◆ **Activity**
Give again, word for word, each line below starting at the one that contains "positive clicks: (399, 768)" and ending at the one that contains "negative clicks: (949, 1762)".

───── Working data ─────

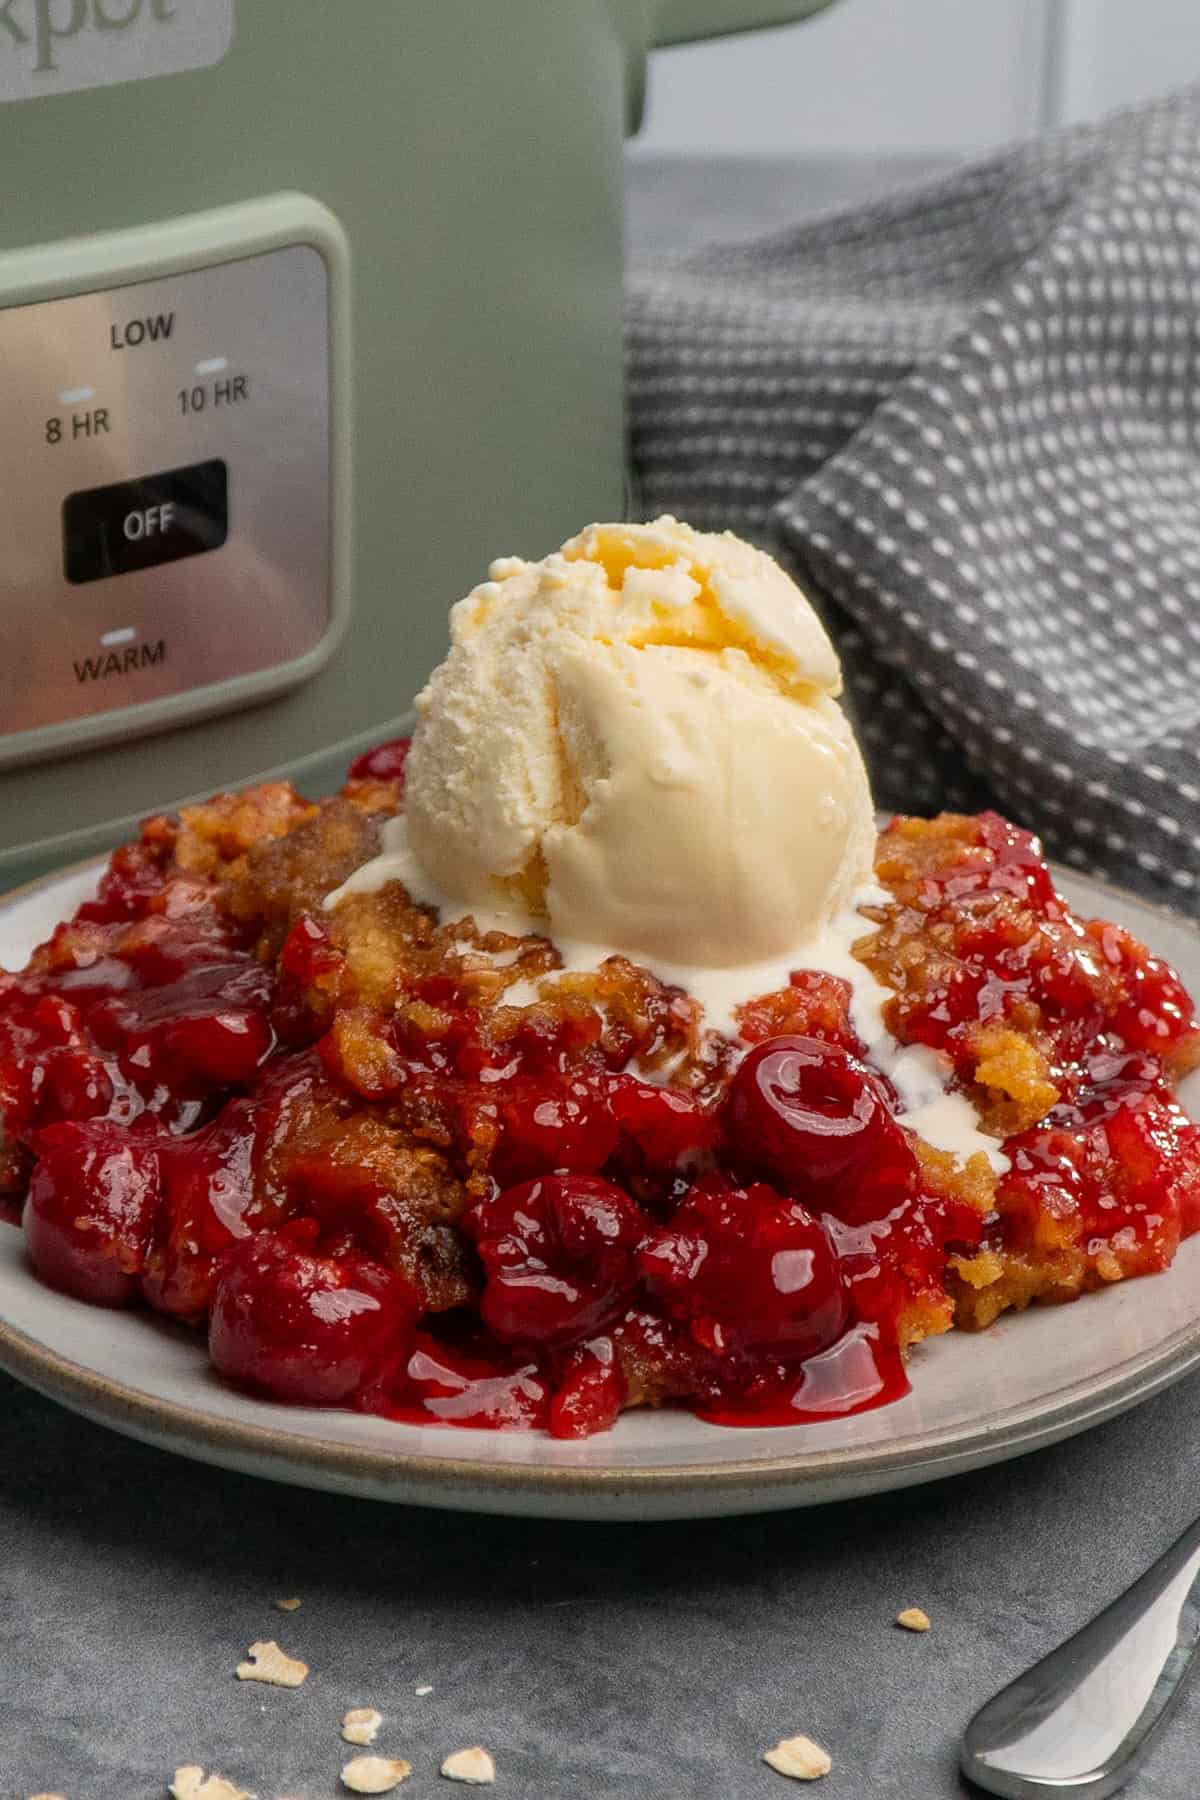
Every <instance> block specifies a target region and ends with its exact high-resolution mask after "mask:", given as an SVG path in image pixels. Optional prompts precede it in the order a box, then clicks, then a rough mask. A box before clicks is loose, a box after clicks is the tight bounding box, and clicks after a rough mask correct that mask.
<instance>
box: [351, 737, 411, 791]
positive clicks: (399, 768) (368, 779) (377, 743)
mask: <svg viewBox="0 0 1200 1800" xmlns="http://www.w3.org/2000/svg"><path fill="white" fill-rule="evenodd" d="M410 743H412V738H390V740H389V742H387V743H376V745H374V749H371V751H363V752H362V756H356V758H354V761H353V763H351V765H349V769H347V772H345V778H347V781H403V779H405V763H407V761H408V745H410Z"/></svg>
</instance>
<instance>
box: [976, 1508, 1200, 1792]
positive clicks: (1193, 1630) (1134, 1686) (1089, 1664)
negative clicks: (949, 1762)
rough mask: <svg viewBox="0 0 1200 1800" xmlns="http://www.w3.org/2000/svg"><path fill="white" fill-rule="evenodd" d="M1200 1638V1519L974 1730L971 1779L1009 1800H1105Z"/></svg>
mask: <svg viewBox="0 0 1200 1800" xmlns="http://www.w3.org/2000/svg"><path fill="white" fill-rule="evenodd" d="M1198 1642H1200V1519H1196V1521H1195V1525H1189V1526H1187V1530H1186V1532H1184V1535H1182V1537H1180V1539H1177V1543H1173V1544H1171V1548H1169V1550H1168V1552H1166V1553H1164V1555H1160V1557H1159V1561H1157V1562H1155V1564H1153V1566H1151V1568H1148V1570H1146V1573H1144V1575H1142V1577H1141V1579H1139V1580H1135V1582H1133V1586H1132V1588H1128V1589H1126V1591H1124V1593H1123V1595H1121V1598H1119V1600H1114V1602H1112V1606H1106V1607H1105V1611H1103V1613H1099V1615H1097V1616H1096V1618H1094V1620H1092V1624H1090V1625H1085V1627H1083V1631H1078V1633H1076V1634H1074V1638H1067V1642H1065V1643H1060V1647H1058V1649H1056V1651H1051V1654H1049V1656H1045V1658H1043V1660H1042V1661H1040V1663H1034V1665H1033V1669H1029V1670H1025V1674H1024V1676H1018V1678H1016V1681H1013V1683H1011V1685H1009V1687H1006V1688H1002V1690H1000V1692H999V1694H997V1696H993V1699H990V1701H988V1705H986V1706H981V1710H979V1712H977V1714H975V1717H973V1719H972V1723H970V1724H968V1728H966V1732H964V1735H963V1757H961V1768H963V1773H964V1775H966V1777H968V1778H970V1780H972V1782H975V1784H977V1786H979V1787H986V1789H988V1793H993V1795H1004V1796H1006V1800H1043V1796H1047V1795H1060V1796H1061V1795H1069V1796H1072V1800H1074V1796H1087V1800H1103V1796H1105V1795H1114V1793H1115V1791H1117V1787H1123V1786H1124V1784H1126V1782H1128V1780H1130V1777H1132V1775H1133V1771H1135V1769H1137V1766H1139V1762H1141V1760H1142V1757H1144V1753H1146V1748H1148V1744H1150V1741H1151V1739H1153V1733H1155V1730H1157V1728H1159V1726H1160V1724H1162V1721H1164V1719H1166V1717H1168V1714H1169V1712H1171V1706H1173V1705H1175V1701H1177V1699H1178V1694H1180V1688H1182V1685H1184V1676H1186V1674H1187V1670H1189V1667H1191V1661H1193V1654H1195V1651H1196V1643H1198Z"/></svg>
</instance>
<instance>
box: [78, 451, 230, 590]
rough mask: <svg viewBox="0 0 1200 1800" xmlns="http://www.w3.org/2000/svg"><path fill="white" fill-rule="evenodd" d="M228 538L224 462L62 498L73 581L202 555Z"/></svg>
mask: <svg viewBox="0 0 1200 1800" xmlns="http://www.w3.org/2000/svg"><path fill="white" fill-rule="evenodd" d="M227 536H228V470H227V466H225V463H221V461H219V459H212V461H210V463H193V466H191V468H173V470H167V472H166V473H162V475H139V479H137V481H119V482H113V484H112V486H110V488H86V490H85V491H81V493H72V495H68V497H67V499H65V500H63V571H65V574H67V580H68V581H74V583H81V581H101V580H104V578H106V576H115V574H130V572H131V571H135V569H155V567H157V565H158V563H167V562H180V558H184V556H201V554H203V553H205V551H216V549H219V547H221V544H225V538H227Z"/></svg>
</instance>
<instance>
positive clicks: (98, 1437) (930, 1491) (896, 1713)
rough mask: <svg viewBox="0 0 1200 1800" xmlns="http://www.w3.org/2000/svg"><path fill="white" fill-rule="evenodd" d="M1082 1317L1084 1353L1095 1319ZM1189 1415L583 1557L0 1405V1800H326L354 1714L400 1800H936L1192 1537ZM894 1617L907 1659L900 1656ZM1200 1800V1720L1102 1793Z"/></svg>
mask: <svg viewBox="0 0 1200 1800" xmlns="http://www.w3.org/2000/svg"><path fill="white" fill-rule="evenodd" d="M0 1229H2V1228H0ZM1081 1305H1083V1307H1087V1309H1088V1310H1090V1312H1094V1314H1096V1319H1094V1327H1096V1328H1103V1296H1101V1298H1097V1300H1092V1301H1083V1303H1081ZM1079 1323H1081V1325H1083V1318H1081V1319H1079ZM1015 1343H1018V1334H1015ZM918 1379H919V1375H918ZM1198 1408H1200V1381H1196V1379H1189V1381H1186V1382H1182V1384H1180V1386H1177V1388H1173V1390H1169V1391H1168V1393H1164V1395H1160V1397H1157V1399H1155V1400H1151V1402H1148V1404H1146V1406H1142V1408H1139V1409H1137V1411H1133V1413H1130V1415H1128V1417H1126V1418H1121V1420H1115V1422H1112V1424H1108V1426H1103V1427H1101V1429H1097V1431H1092V1433H1088V1435H1085V1436H1081V1438H1074V1440H1072V1442H1069V1444H1063V1445H1058V1447H1056V1449H1051V1451H1043V1453H1040V1454H1036V1456H1029V1458H1025V1460H1022V1462H1015V1463H1007V1465H1002V1467H999V1469H993V1471H984V1472H981V1474H973V1476H961V1478H957V1480H954V1481H946V1483H941V1485H937V1487H927V1489H918V1490H912V1492H907V1494H900V1496H883V1498H880V1499H874V1501H867V1503H858V1505H844V1507H837V1508H824V1510H817V1512H793V1514H775V1516H772V1517H765V1519H730V1521H725V1523H705V1525H655V1526H635V1525H624V1526H588V1525H540V1523H536V1521H518V1519H482V1517H466V1516H455V1514H435V1512H412V1510H401V1508H389V1507H381V1505H369V1503H362V1501H349V1499H338V1498H331V1496H326V1494H306V1492H300V1490H293V1489H284V1487H273V1485H266V1483H261V1481H254V1480H250V1478H243V1476H230V1474H223V1472H219V1471H216V1469H207V1467H201V1465H193V1463H187V1462H182V1460H176V1458H173V1456H167V1454H166V1453H160V1451H151V1449H146V1447H142V1445H137V1444H128V1442H124V1440H121V1438H115V1436H112V1435H110V1433H106V1431H103V1429H99V1427H95V1426H90V1424H85V1422H81V1420H76V1418H72V1417H70V1415H67V1413H63V1411H59V1409H58V1408H54V1406H50V1404H49V1402H45V1400H41V1399H38V1397H36V1395H32V1393H25V1391H23V1390H22V1388H18V1386H16V1384H14V1382H11V1381H7V1379H4V1377H0V1607H2V1613H0V1616H2V1622H4V1640H2V1647H0V1795H4V1800H25V1796H29V1795H38V1793H54V1795H63V1796H67V1800H153V1796H162V1795H164V1793H166V1782H167V1780H169V1778H171V1771H173V1769H175V1766H176V1764H182V1762H203V1764H205V1766H209V1768H212V1766H216V1768H218V1769H221V1771H223V1773H227V1775H228V1777H232V1778H236V1780H239V1782H241V1784H243V1786H245V1787H250V1789H254V1791H255V1793H257V1795H259V1796H263V1800H275V1796H282V1795H290V1796H291V1795H295V1796H306V1800H326V1796H327V1800H333V1796H335V1795H336V1793H338V1791H340V1789H338V1782H336V1773H338V1768H340V1762H342V1760H344V1757H347V1755H351V1753H353V1751H349V1750H347V1746H344V1744H342V1742H340V1739H338V1721H340V1717H342V1714H344V1710H345V1708H347V1706H353V1705H374V1706H378V1708H380V1710H381V1712H383V1714H385V1715H387V1724H385V1730H383V1733H381V1737H380V1746H378V1748H380V1750H383V1751H387V1753H390V1755H403V1757H407V1759H408V1760H410V1762H412V1764H414V1777H412V1780H410V1782H407V1784H405V1787H403V1789H401V1791H403V1793H405V1795H412V1800H421V1796H423V1795H428V1796H434V1795H437V1793H443V1795H446V1793H450V1791H453V1789H450V1787H448V1786H446V1784H443V1782H441V1780H439V1778H437V1764H439V1762H441V1759H443V1757H444V1755H446V1753H448V1751H452V1750H457V1748H461V1746H464V1744H475V1742H482V1744H486V1746H488V1748H489V1750H491V1751H493V1755H495V1759H497V1764H498V1769H500V1780H498V1784H497V1787H495V1793H497V1796H500V1795H511V1796H513V1800H578V1796H579V1795H588V1796H596V1800H608V1796H613V1800H615V1796H621V1800H630V1796H637V1800H756V1796H761V1800H770V1796H772V1795H774V1796H775V1800H779V1796H781V1795H783V1793H784V1791H788V1789H784V1784H783V1780H781V1777H777V1775H774V1773H772V1771H770V1769H768V1768H765V1766H763V1764H761V1762H759V1755H761V1751H763V1750H765V1748H768V1746H770V1744H774V1742H775V1741H777V1739H779V1737H783V1735H792V1733H793V1732H808V1733H811V1735H813V1737H817V1739H819V1741H820V1742H824V1744H826V1746H828V1748H829V1751H831V1755H833V1759H835V1768H833V1773H831V1775H829V1777H828V1780H826V1782H824V1784H822V1786H820V1789H819V1793H820V1795H822V1800H826V1796H828V1800H943V1796H952V1795H959V1793H963V1787H961V1784H959V1780H957V1777H955V1741H957V1735H959V1732H961V1728H963V1724H964V1723H966V1717H968V1715H970V1714H972V1710H973V1708H975V1706H977V1705H979V1703H981V1701H982V1699H984V1697H986V1696H988V1694H990V1692H991V1690H993V1688H997V1687H999V1685H1000V1683H1004V1681H1007V1679H1009V1678H1011V1676H1015V1674H1016V1672H1018V1670H1020V1669H1022V1667H1024V1665H1025V1663H1027V1661H1029V1660H1033V1658H1034V1656H1038V1654H1040V1652H1043V1651H1045V1649H1049V1647H1051V1645H1052V1643H1054V1642H1056V1640H1058V1638H1060V1636H1061V1634H1065V1633H1067V1631H1070V1629H1074V1627H1076V1625H1079V1624H1081V1622H1083V1620H1085V1618H1087V1616H1088V1615H1090V1613H1092V1611H1096V1609H1097V1607H1099V1606H1101V1604H1103V1602H1105V1600H1108V1598H1110V1597H1112V1595H1115V1593H1117V1591H1119V1589H1121V1588H1123V1586H1124V1584H1126V1582H1128V1580H1130V1579H1132V1577H1133V1575H1135V1573H1137V1571H1139V1570H1141V1566H1142V1564H1144V1562H1148V1561H1150V1559H1151V1557H1153V1555H1157V1553H1159V1552H1160V1550H1162V1548H1164V1546H1166V1544H1168V1543H1169V1539H1171V1537H1173V1535H1175V1534H1177V1532H1178V1530H1180V1528H1182V1526H1184V1525H1186V1523H1187V1519H1189V1516H1191V1512H1193V1510H1195V1505H1196V1501H1195V1496H1196V1490H1198V1483H1200V1433H1196V1431H1193V1426H1195V1422H1196V1409H1198ZM284 1595H299V1597H300V1598H302V1607H300V1611H299V1613H293V1615H282V1613H277V1611H275V1609H273V1600H277V1598H281V1597H284ZM910 1604H918V1606H923V1607H925V1609H927V1613H928V1615H930V1618H932V1631H930V1633H928V1634H927V1636H912V1634H909V1633H903V1631H898V1629H894V1625H892V1618H894V1615H896V1611H898V1609H900V1607H901V1606H910ZM272 1636H273V1638H277V1640H279V1642H281V1643H282V1645H284V1649H286V1651H290V1652H291V1654H297V1656H302V1658H304V1660H306V1661H308V1663H309V1665H311V1676H309V1679H308V1683H306V1685H304V1687H302V1688H300V1690H297V1692H284V1690H279V1688H268V1687H259V1685H254V1683H239V1681H236V1679H234V1667H236V1663H237V1660H239V1658H241V1656H245V1651H246V1647H248V1645H250V1643H252V1642H254V1640H255V1638H272ZM425 1685H432V1688H434V1692H432V1694H428V1696H421V1697H419V1696H417V1694H416V1692H414V1690H416V1688H417V1687H425ZM1196 1791H1200V1687H1196V1688H1193V1690H1191V1694H1189V1696H1187V1697H1186V1699H1184V1705H1182V1710H1180V1714H1178V1715H1177V1717H1175V1721H1173V1723H1171V1726H1169V1730H1168V1733H1166V1737H1164V1739H1162V1741H1160V1744H1159V1746H1157V1750H1155V1751H1153V1755H1151V1759H1150V1762H1148V1766H1146V1769H1144V1771H1142V1775H1141V1777H1139V1780H1137V1782H1135V1786H1133V1787H1132V1789H1130V1793H1133V1795H1135V1796H1139V1800H1193V1796H1195V1795H1196Z"/></svg>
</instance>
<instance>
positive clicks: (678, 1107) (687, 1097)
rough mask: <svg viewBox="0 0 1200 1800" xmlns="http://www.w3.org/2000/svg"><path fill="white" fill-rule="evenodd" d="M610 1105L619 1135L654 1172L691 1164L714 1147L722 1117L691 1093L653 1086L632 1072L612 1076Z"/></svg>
mask: <svg viewBox="0 0 1200 1800" xmlns="http://www.w3.org/2000/svg"><path fill="white" fill-rule="evenodd" d="M608 1093H610V1107H612V1114H613V1118H615V1121H617V1125H619V1127H621V1132H622V1136H624V1138H626V1139H628V1143H631V1145H633V1148H635V1150H637V1152H639V1154H640V1157H642V1161H644V1163H646V1166H648V1168H651V1170H655V1172H658V1174H675V1172H689V1170H694V1168H696V1165H698V1163H700V1161H703V1157H705V1156H707V1154H709V1152H711V1150H714V1148H716V1143H718V1139H720V1134H721V1132H720V1123H718V1120H716V1114H712V1112H711V1111H707V1107H703V1105H702V1102H700V1100H696V1096H694V1094H689V1093H684V1091H682V1089H678V1087H653V1085H651V1084H649V1082H639V1080H637V1076H633V1075H613V1076H612V1078H610V1087H608Z"/></svg>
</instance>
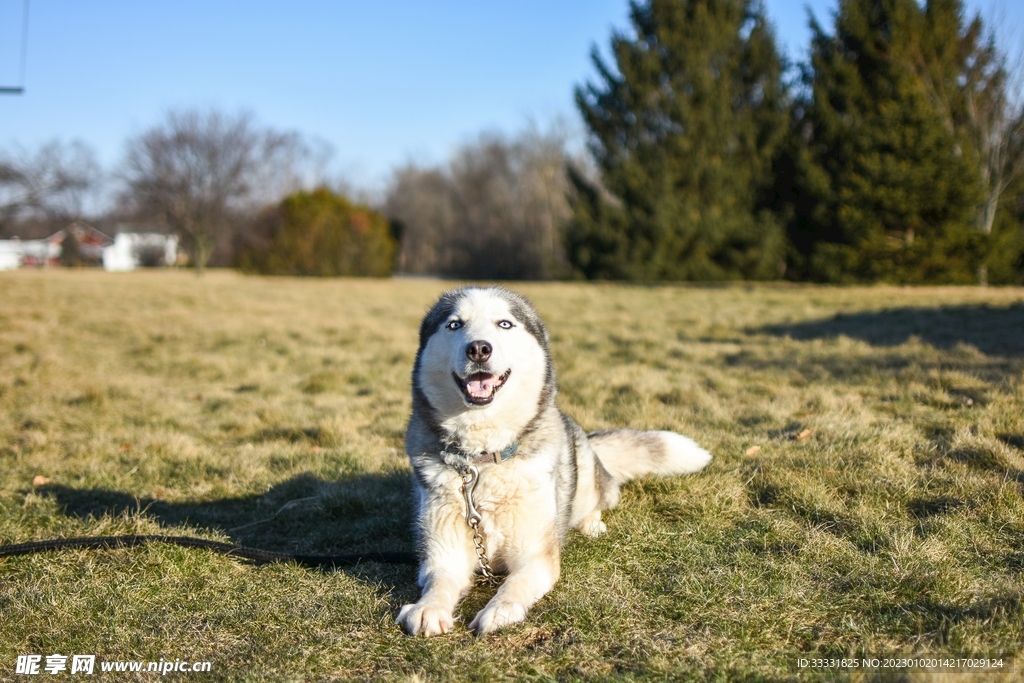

─────

◆ **Answer section**
positive clicks: (399, 768) (368, 779) (377, 743)
mask: <svg viewBox="0 0 1200 1800" xmlns="http://www.w3.org/2000/svg"><path fill="white" fill-rule="evenodd" d="M410 743H412V738H390V740H389V742H387V743H376V745H374V749H371V751H363V752H362V756H356V758H354V761H353V763H351V765H349V769H347V772H345V778H347V781H403V779H405V763H407V761H408V745H410Z"/></svg>
</instance>
<instance>
box: [976, 1508, 1200, 1792]
positive clicks: (1193, 1630) (1134, 1686) (1089, 1664)
negative clicks: (949, 1762)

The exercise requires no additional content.